> **Gösterilen metin**:

Kendini romantik ve iyi hissettirecek birkaç klişe ile geçiştirilen ve aktarılmayan bilgilerle dolu yakın tarihimiz. Çok doğru, hep aynı imaj… Bir şeyi bilmiyoruz geriye dönük. İşte bu hafızasızlık, bu unutmaya sığınmak, bütün gün unutma bahçesini sulama hâli… Oradan hiçbir çiçeğin çıkmayacağını bile bile oranın çorak toprağını sulama fikriyle hesaplaşmak istiyorum. Edebiyatın temel görevinin de sorular sormak olduğuna inanan bir yazar olarak, bu soruları okurun zihnine göndermek istedim. Bu sorulara her okur kendi zihninde farklı bir cevap verecektir elbet, ama o cevapların kesişeceği noktalar olacağına inanıyorum. Bu noktaların en güçlüsünün ve önemlisinin hesaplaşmak olduğuna inanıyorum. Bizim, geçmişimizle, dünle ve bugünle ilgili tek bir kaynaktan gelen bilgiyle sınırlı kalmayıp, dogmatik olmayıp başka bilgilere kulak kabartarak hesaplaşmamız gerekiyor. Hesaplaşmadıkça ikiyüzlülüğümüz devam edecek. İkiyüzlülüğümüz devam ettikçe unutmaya sığınmaya devam edeceğiz. Bu sefil döngüden kendimizi kurtarmak için hesaplaşmalıyız ve bu yüzden birbirimizin hikâyelerini dinlemeliyiz. Herkes, her şey, doğa, başka diller, başka dinler birbirine hikâyelerini anlatmalı. Ve biz de anlamaya çalışmalıyız, sabırla! İyilikle! Anlamaya çalışmalıyız, anladığımızın da bizde kalanını aktarmalıyız.

> **Veri bölümü**:
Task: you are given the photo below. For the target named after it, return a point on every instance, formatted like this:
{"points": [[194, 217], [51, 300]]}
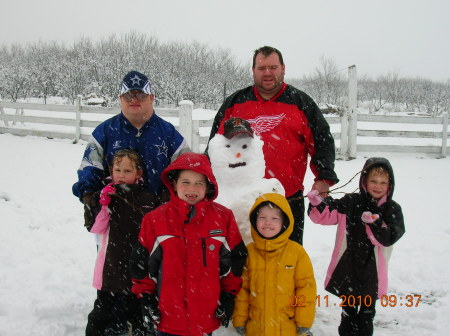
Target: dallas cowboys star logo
{"points": [[87, 154], [135, 80]]}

> **Yazılı yönerge 1**:
Hafıza ve hesaplaşma üzerine metne göre şu ifadeler doğru mu: (a) Yazar, edebiyatın temel görevinin sorular sormak olduğuna inanır. (b) Yazar, okurların bu sorulara hep aynı cevabı vereceğini düşünür. (c) Yazar, unutma bahçesinden çiçek çıkmasını bekler. Her birine evet ya da hayır deyin ve metinden belirleyici sözleri aynen alıntılayın.
> **Yazılı yönerge 2**:
Hafıza ve hesaplaşma üzerine metin, birbirimizin hikâyelerini neden dinlememiz gerektiğini söylüyor? Bir ile üç cümle arasında açıklayın.
> **Yazılı yönerge 3**:
Hafıza ve hesaplaşma üzerine metnin devamını, son cümlesinden sonra gelecek şekilde yazın.

> **Görev çıktısı 1**:
(a) Evet: "Edebiyatın temel görevinin de sorular sormak olduğuna inanan bir yazar olarak"
(b) Hayır: "Bu sorulara her okur kendi zihninde farklı bir cevap verecektir elbet"
(c) Hayır: "Oradan hiçbir çiçeğin çıkmayacağını bile bile"

> **Görev çıktısı 2**:
Yazara göre hesaplaşmadıkça ikiyüzlülüğümüz sürer, ikiyüzlülüğümüz sürdükçe de unutmaya sığınmaya devam ederiz. Bu sefil döngüden kurtulmak için hesaplaşmamız gerekir. Hikâyeleri dinlememiz de bu yüzden gereklidir.

> **Görev çıktısı 3**:
Hafıza zaten bu aktarmayla başlıyor…

Bizim çocukluğumuz, kendimizi bildiğimiz beş altı yaşlarına kadar olan evremiz, ebeveynimizin veya yakın çevremizin bize anlattığı hikâyelerden oluşur. Bize çocukluğumuzu anlatırlar; şöyleydin, bunu yapardın, bunu giyerdin, böyle gülerdin, misafir geldiğinde şunu yapardın vesaire… Hikâyeler anlatılır ve bizim çocukluğumuz bizden önceki kuşağın aktardığı hafızasıyla oluşur aslında. Onların bize anlattığı hikâyelerle oluşur. Bir süre sonra bu hikâyeleri o kadar çok dinlediğimiz için –mış yerine –di ile anlatmaya; böyle bir çocukmuşum demek yerine, böyle bir çocuktum demeye başlarız. O hikâyeler bizi oluşturur çünkü. Ne zaman ki bizden önceki neslin hafızası yok olursa, yani bir annenin, bir babanın hafızası yok olursa o çocukluktaki bütün hikâyeler boş kalmaya başlar. Çünkü artık bizi bize anlatacak kimse yoktur. Toplumsal olarak da böyle. Bizden önceki zamanların hafızası gittiğinde, onlar unutma bahçesine sığındıklarında bizim geçmişimiz oluşmuyor. Toplumsal olarak hiçbir zaman büyümeyecek ergenler olarak kalıyoruz. Kendimizi oluşturamıyoruz. Oysa bütün bilgilerin aktarılması, anlatılması ve bir sonraki neslin oluşması gerekiyor. Hesaplaşabilmek için… Oluşursa her şey bir kerede mükemmel olacak diyemiyorum. Ama oluşsun ki hesaplaşalım, o zaman görelim güzel mi, değil mi… Önce hafızamızı oluşturalım, sonra hesaplaşalım…

Sence mümkün mü?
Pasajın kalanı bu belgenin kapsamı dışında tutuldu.